___ Data excerpts ___

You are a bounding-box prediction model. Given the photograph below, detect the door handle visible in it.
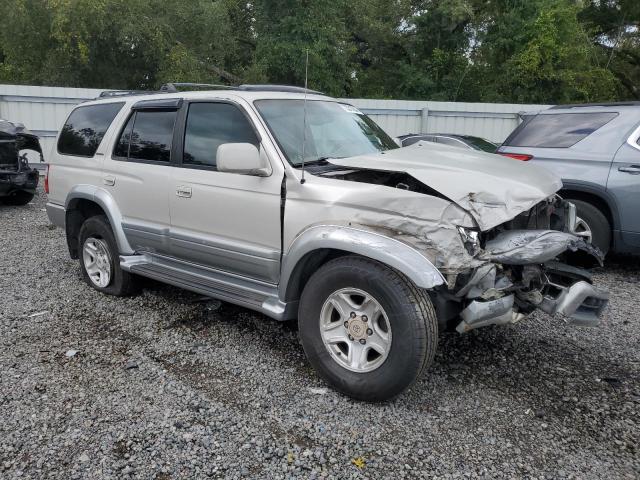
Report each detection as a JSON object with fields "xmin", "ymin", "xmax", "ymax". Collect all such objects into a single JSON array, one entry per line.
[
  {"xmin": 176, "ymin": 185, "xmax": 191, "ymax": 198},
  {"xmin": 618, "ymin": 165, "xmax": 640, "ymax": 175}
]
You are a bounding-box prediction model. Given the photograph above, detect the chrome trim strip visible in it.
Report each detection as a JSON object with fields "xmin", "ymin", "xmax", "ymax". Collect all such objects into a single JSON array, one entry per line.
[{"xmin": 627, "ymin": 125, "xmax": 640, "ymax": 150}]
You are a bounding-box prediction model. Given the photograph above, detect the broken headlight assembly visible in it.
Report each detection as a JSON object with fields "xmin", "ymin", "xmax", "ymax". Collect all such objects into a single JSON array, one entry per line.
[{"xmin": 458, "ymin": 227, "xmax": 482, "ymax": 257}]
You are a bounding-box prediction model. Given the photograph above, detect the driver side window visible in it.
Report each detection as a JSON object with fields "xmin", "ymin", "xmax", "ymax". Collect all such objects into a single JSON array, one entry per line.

___

**Directive**.
Rewrite all of the lines above with "photograph" replaced by "image" and everything else unchanged. Leave the pictures out.

**Written reply**.
You are a bounding-box prediction model. Given the image below, detect the door handle visible in it.
Report each detection as a JSON object with fields "xmin", "ymin", "xmax", "ymax". Collect all such objects into a single JSON array, one entry per line.
[
  {"xmin": 176, "ymin": 185, "xmax": 191, "ymax": 198},
  {"xmin": 618, "ymin": 165, "xmax": 640, "ymax": 175}
]
You are a bounding-box prediction model. Given the image above, detect the chrome trim strip visible in it.
Report each detection as a JSON object with fields "xmin", "ymin", "xmax", "ymax". Collect all such objects into a single JSON array, one entry per line.
[{"xmin": 627, "ymin": 125, "xmax": 640, "ymax": 150}]
You are a bounding-box prediction model. Given the image above, detect the broken headlight assembly visible in it.
Report each detection as a JSON object with fields "xmin", "ymin", "xmax", "ymax". Collect all such objects into a single JSON array, one entry per line.
[{"xmin": 458, "ymin": 227, "xmax": 482, "ymax": 257}]
You are a bounding-box prediction model. Given the image above, detect the driver side window visible in it.
Report each detection as a JSON object with fields "xmin", "ymin", "xmax", "ymax". Collect all such objects into a single JSON array, one entry per line.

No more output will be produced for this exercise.